• Exercise requirements
Find the word "tree" in the records below. List each line containing it.

Records from a collection
=== Section Start ===
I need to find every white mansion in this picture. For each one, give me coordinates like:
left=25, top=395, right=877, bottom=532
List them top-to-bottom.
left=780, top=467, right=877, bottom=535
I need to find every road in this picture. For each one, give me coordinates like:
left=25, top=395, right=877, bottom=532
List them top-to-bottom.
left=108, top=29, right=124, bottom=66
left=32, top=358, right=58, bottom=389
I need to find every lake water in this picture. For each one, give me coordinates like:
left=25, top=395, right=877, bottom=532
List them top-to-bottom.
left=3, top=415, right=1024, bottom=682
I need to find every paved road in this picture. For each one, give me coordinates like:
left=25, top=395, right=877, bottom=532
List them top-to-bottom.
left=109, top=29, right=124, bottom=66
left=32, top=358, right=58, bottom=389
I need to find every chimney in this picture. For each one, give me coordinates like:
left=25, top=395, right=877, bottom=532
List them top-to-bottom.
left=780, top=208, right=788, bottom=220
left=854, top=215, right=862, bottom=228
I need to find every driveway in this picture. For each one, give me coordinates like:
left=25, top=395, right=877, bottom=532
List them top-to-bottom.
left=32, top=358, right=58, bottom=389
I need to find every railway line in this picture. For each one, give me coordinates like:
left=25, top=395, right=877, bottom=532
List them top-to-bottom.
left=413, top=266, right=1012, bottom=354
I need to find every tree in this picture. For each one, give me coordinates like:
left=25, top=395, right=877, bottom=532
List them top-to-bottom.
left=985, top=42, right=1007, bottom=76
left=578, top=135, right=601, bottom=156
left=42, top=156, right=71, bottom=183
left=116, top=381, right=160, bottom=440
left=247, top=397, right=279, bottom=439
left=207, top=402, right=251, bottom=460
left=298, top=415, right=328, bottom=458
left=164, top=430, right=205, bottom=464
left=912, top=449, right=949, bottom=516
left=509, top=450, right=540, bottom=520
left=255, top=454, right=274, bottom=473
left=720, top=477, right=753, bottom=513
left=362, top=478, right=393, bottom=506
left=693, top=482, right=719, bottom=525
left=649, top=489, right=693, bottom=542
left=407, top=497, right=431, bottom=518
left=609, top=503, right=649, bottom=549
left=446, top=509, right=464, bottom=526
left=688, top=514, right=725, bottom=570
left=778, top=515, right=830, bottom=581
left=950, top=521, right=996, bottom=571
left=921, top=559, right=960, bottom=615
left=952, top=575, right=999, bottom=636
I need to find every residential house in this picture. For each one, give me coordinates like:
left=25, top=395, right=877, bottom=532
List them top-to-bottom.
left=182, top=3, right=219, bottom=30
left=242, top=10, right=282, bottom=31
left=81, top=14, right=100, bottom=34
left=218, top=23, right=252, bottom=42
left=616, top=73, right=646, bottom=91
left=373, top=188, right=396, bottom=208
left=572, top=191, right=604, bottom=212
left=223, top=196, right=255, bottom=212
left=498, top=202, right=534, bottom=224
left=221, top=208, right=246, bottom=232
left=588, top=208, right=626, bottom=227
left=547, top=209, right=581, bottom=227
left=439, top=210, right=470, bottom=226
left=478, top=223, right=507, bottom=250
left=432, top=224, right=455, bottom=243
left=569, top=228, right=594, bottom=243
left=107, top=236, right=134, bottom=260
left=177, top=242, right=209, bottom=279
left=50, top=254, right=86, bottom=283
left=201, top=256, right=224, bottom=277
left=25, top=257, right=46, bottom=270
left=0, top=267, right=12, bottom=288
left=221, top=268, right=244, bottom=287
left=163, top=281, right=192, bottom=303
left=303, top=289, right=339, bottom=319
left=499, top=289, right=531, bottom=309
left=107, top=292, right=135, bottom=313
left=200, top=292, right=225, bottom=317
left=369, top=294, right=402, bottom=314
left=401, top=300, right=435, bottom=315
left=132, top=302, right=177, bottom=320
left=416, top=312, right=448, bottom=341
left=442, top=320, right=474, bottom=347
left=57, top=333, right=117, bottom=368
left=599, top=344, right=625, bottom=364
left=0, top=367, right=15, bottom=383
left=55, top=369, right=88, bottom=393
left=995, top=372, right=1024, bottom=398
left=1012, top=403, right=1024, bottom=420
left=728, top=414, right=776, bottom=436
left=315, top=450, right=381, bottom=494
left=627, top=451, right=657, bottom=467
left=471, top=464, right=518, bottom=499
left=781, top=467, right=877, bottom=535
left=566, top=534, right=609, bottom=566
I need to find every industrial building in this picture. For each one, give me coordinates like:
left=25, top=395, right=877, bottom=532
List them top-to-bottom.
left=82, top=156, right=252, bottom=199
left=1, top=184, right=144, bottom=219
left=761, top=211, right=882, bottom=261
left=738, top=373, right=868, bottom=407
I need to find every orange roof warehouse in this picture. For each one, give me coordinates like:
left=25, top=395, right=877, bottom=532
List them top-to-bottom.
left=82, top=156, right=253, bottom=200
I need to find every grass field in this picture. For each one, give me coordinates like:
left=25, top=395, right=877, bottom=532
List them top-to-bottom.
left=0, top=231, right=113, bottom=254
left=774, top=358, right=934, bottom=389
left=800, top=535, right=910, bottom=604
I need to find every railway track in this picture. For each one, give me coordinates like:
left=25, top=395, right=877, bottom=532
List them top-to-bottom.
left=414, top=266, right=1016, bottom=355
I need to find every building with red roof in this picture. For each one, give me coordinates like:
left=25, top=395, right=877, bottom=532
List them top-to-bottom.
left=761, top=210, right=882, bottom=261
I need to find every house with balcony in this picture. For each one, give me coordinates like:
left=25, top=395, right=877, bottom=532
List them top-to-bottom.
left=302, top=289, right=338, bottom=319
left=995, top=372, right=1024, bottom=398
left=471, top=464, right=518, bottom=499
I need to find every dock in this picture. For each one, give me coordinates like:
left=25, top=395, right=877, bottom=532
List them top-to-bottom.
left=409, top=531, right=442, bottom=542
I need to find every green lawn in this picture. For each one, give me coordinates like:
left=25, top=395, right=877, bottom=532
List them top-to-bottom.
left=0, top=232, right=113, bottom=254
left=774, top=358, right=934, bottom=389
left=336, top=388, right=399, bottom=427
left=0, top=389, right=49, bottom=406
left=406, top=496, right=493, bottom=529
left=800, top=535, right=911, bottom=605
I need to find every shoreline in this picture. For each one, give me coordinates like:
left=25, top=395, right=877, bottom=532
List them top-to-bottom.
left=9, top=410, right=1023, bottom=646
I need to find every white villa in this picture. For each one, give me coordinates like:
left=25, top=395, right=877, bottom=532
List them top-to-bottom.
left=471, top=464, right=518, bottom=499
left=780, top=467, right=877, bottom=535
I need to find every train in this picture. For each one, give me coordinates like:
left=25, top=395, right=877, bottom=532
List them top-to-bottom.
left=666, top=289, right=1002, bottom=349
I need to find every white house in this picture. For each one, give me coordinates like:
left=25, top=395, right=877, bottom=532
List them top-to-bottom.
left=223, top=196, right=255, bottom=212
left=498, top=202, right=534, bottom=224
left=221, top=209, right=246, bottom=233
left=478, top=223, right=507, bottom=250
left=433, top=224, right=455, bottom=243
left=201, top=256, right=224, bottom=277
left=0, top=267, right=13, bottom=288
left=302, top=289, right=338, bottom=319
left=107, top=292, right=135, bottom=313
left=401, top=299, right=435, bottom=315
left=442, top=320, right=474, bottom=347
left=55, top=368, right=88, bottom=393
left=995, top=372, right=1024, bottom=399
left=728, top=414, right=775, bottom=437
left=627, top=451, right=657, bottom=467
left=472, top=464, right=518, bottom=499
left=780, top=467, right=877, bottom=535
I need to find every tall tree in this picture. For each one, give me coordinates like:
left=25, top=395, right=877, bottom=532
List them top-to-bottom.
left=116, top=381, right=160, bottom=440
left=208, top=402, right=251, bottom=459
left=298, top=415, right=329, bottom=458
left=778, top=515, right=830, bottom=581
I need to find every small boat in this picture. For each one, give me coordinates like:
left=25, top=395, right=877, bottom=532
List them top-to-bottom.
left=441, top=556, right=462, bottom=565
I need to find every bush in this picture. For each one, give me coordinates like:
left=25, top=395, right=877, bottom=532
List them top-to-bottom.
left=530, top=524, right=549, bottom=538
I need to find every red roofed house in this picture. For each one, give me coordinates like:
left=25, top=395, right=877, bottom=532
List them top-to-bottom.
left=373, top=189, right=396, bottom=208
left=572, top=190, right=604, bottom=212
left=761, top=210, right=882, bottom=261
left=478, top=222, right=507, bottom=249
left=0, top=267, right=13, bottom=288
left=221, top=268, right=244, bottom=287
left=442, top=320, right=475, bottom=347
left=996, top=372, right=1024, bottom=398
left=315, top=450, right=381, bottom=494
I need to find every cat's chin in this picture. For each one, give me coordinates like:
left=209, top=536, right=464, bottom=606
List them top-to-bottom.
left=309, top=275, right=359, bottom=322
=== Section End ===
• Response to the exercise
I need to find every tree in this picture. For each one, give me coordinates like:
I need to find every tall tree in this picture. For each one, give me coordinates like:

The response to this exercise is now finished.